STATED EXERCISE - Find each line in the listing below that contains the word "segment" and copy those lines out.

Items from a data source:
===

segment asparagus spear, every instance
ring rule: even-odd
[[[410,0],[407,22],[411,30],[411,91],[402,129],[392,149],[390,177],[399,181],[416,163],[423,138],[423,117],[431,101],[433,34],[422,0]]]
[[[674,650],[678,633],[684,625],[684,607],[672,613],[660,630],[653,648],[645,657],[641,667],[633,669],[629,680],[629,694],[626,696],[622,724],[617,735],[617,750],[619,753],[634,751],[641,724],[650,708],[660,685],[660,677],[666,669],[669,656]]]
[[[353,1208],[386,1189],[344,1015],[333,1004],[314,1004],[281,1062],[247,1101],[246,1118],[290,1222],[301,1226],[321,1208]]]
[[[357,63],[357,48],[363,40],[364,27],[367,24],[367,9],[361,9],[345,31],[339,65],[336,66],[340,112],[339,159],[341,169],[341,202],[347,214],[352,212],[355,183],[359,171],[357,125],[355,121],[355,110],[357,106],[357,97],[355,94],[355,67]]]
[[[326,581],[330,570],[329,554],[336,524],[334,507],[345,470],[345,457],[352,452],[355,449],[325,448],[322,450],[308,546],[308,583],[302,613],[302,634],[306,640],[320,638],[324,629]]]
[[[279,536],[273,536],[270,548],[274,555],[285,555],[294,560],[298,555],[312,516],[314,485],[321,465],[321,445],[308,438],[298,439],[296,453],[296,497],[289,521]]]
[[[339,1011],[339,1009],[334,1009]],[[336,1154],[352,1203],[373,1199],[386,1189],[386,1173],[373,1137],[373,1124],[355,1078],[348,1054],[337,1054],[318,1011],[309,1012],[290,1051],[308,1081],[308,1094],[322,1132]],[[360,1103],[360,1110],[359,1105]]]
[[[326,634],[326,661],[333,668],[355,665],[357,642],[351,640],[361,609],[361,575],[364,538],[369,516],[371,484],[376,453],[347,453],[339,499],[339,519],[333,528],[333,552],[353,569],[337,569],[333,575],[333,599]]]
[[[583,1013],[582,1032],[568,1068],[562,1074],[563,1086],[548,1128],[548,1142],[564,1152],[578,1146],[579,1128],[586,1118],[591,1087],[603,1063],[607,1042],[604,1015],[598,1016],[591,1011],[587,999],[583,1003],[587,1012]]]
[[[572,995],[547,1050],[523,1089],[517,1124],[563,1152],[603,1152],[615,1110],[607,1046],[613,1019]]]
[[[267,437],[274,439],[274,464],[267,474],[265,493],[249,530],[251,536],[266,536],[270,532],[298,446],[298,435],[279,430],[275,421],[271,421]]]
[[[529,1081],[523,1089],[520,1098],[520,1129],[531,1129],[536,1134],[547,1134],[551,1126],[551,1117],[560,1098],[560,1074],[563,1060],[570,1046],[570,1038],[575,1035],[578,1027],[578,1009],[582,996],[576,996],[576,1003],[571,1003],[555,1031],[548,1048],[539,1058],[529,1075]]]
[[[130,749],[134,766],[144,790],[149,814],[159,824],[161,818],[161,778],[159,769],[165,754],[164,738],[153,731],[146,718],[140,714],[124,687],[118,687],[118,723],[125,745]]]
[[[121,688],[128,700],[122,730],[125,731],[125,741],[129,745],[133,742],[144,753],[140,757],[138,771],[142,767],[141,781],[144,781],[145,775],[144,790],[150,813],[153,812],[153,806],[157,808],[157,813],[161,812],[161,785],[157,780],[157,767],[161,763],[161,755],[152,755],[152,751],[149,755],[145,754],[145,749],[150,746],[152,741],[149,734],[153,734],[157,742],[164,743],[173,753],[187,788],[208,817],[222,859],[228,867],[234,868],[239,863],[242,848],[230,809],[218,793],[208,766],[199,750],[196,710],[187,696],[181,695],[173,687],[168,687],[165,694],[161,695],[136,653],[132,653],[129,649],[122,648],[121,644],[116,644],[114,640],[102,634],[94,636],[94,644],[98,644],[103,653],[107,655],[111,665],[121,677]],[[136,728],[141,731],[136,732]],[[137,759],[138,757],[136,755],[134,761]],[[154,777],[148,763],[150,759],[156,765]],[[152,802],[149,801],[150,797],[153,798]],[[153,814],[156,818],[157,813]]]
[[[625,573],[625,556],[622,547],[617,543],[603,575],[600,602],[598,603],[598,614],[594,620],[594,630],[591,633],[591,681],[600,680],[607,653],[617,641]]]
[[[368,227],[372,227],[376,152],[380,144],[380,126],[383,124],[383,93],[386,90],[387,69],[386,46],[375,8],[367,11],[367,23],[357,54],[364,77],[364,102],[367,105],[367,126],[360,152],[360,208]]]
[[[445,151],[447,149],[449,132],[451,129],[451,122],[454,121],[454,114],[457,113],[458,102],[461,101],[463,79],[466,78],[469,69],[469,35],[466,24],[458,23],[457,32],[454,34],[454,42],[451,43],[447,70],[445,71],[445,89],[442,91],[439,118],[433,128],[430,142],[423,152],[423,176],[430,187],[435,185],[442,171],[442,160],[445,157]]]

===

EXERCISE OUTPUT -
segment asparagus spear, every instance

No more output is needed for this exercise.